◆ **WHAT THIS TASK INVOLVES**
The answer should match the entries that follow exactly, except that no image appears in it.

START DATA FOR REVIEW

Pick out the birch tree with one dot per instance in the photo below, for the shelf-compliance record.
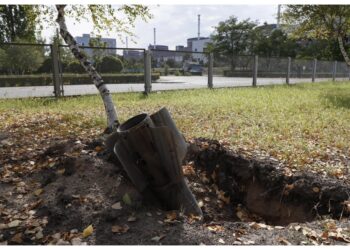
(320, 22)
(104, 17)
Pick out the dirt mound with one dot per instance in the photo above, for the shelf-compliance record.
(265, 189)
(242, 201)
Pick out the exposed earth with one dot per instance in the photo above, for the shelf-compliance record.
(74, 192)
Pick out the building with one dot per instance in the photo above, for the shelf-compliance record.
(161, 54)
(133, 54)
(107, 42)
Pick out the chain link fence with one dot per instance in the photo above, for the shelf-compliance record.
(51, 70)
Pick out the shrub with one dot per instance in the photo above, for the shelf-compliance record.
(46, 67)
(75, 67)
(111, 64)
(70, 79)
(177, 73)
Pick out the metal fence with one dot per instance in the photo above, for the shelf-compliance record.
(51, 70)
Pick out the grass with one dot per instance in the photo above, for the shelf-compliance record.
(303, 126)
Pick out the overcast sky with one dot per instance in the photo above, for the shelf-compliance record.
(176, 23)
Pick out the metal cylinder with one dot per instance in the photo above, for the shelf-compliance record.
(151, 150)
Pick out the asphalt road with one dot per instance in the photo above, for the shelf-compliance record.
(164, 83)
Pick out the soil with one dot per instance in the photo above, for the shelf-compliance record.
(245, 201)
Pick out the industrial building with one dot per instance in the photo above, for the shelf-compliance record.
(107, 42)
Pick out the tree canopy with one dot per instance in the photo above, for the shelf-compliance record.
(17, 22)
(320, 22)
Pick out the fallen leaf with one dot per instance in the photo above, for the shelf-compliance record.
(215, 228)
(39, 235)
(171, 216)
(120, 229)
(188, 170)
(221, 241)
(127, 199)
(14, 223)
(158, 238)
(256, 226)
(221, 196)
(61, 171)
(117, 206)
(132, 219)
(284, 241)
(192, 218)
(38, 191)
(88, 231)
(17, 238)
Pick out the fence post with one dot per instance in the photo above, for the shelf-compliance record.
(255, 70)
(314, 70)
(210, 70)
(334, 73)
(148, 73)
(288, 70)
(55, 71)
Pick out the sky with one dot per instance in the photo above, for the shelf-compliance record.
(175, 23)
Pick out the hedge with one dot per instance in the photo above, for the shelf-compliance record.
(69, 79)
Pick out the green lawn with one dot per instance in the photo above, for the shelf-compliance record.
(306, 125)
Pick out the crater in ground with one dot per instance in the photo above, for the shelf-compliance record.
(264, 190)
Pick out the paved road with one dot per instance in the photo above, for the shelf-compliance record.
(164, 83)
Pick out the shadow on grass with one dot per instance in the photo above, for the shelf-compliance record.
(339, 98)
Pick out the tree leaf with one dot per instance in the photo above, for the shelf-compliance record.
(88, 231)
(127, 199)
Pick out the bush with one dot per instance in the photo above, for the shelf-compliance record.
(46, 67)
(111, 64)
(177, 73)
(69, 79)
(75, 67)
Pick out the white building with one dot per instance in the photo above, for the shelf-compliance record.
(107, 42)
(200, 45)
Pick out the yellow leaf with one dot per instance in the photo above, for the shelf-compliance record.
(127, 199)
(120, 229)
(38, 191)
(88, 231)
(171, 216)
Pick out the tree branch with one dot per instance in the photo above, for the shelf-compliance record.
(112, 119)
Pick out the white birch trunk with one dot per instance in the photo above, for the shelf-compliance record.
(112, 119)
(343, 51)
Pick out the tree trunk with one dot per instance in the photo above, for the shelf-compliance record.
(112, 119)
(343, 51)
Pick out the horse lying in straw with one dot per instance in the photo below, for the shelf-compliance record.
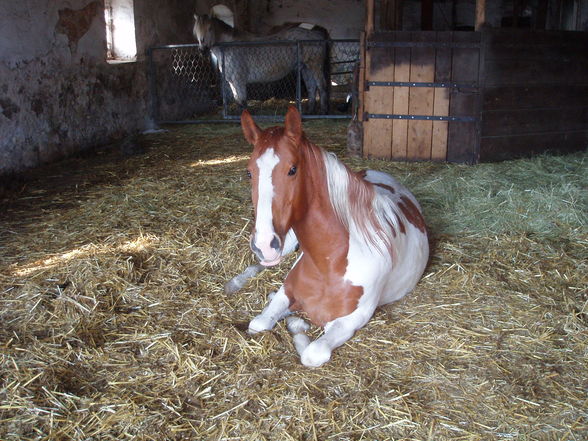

END DATA FOR REVIEW

◆ **RESPONSE TO THE TASK**
Pick out the birch tree with one dot per instance in the photo below, for the shelf-compliance record.
(320, 22)
(104, 17)
Pick out the dirt mound with one dot per instance in the photo above, for the shelf-compliance record.
(265, 189)
(242, 201)
Pick out the exposed earth with one dot per instance in the photo above, for the shelf-compliance record.
(74, 192)
Pick out the building with one dot per instance in the photo above, for the shelf-compliance record.
(161, 54)
(133, 54)
(107, 42)
Pick out the chain link fence with one dot per instance in the photo above, for the shelf-compliance record.
(51, 70)
Pick out the shrub with one dot per instance in the photo above, for the shelf-compliance record.
(46, 67)
(75, 67)
(111, 64)
(70, 79)
(177, 73)
Pick out the metal fence with one dot per instance in the photo above, for the shelf-compliance record.
(51, 70)
Pick out the grass with one dot per instance in the photo above, for the shelf-compliance record.
(303, 126)
Pick out the overcast sky with one dot per instance in the photo above, for the shelf-compliance record.
(176, 23)
Pick out the metal cylinder with one dot per instance in the photo above, for the shelf-compliance record.
(151, 150)
Pick out the asphalt road with one dot per instance in the photo above, for the shelf-compliance record.
(164, 83)
Pick out the soil with one dot per instance in the photo above, for the shelf-compliance record.
(245, 201)
Pick out the industrial building with one dot per instance in the photo above, for the shelf-compliance record.
(107, 42)
Pick out the tree canopy with one dot per instance in the photo above, for the shelf-compliance record.
(17, 22)
(320, 22)
Pick out the fallen leaf with one dot per instance in the photo above, for the shelf-compliance record.
(215, 228)
(39, 235)
(171, 216)
(120, 229)
(188, 170)
(221, 241)
(127, 199)
(14, 223)
(158, 238)
(256, 226)
(221, 196)
(61, 171)
(117, 206)
(132, 219)
(284, 241)
(192, 218)
(38, 191)
(88, 231)
(17, 238)
Pick out the fence post with one dot per instance in the photo above, for the shelf-compliance record.
(255, 70)
(314, 70)
(210, 70)
(334, 73)
(148, 73)
(288, 70)
(55, 71)
Pick out the sky with one dot per instance in the photo above, for the shelf-compliance record.
(175, 23)
Pick out the hedge with one dot per instance in the photo above, for the shelf-compliance record.
(69, 79)
Pick out the green lawn with one dot per instance in the photo above, for the shelf-compliance record.
(306, 125)
Pick out the crater in ground with one dot per instance in the photo above, for the shelf-compliance record.
(264, 190)
Pick out the paved road with one dot per instance in the photo above, for the shelf-compliance record.
(164, 83)
Pick out the shadow on grass with one dot per instance in the photo above, for the shelf-compliance record.
(339, 98)
Pick out the tree leaf with one dot per instance in the photo above, for the shelf-compliance record.
(88, 231)
(127, 199)
Pick out the bush with one dot per instance in the photo above, for the shelf-compliance record.
(46, 67)
(111, 64)
(177, 73)
(69, 79)
(75, 67)
Pick out the white building with one dot per instance in the photo above, for the shelf-compliance record.
(107, 42)
(200, 45)
Pick out the yellow leaf with one dot per instance in the photo above, for the shelf-compliance record.
(127, 199)
(120, 229)
(38, 191)
(88, 231)
(171, 216)
Pick out the tree branch with one dot per instance in the photo above, for the shelf-compliance record.
(112, 119)
Pick out the white birch trunk with one dot per instance in the photo above, for the shelf-compliance record.
(112, 119)
(343, 51)
Pick out the tree trunk with one dot per instance in the photo above, for the shelf-compliance record.
(112, 119)
(343, 51)
Pick out the horse lying in straw with one dot per instance in the photo below, for the shelf-compliance record.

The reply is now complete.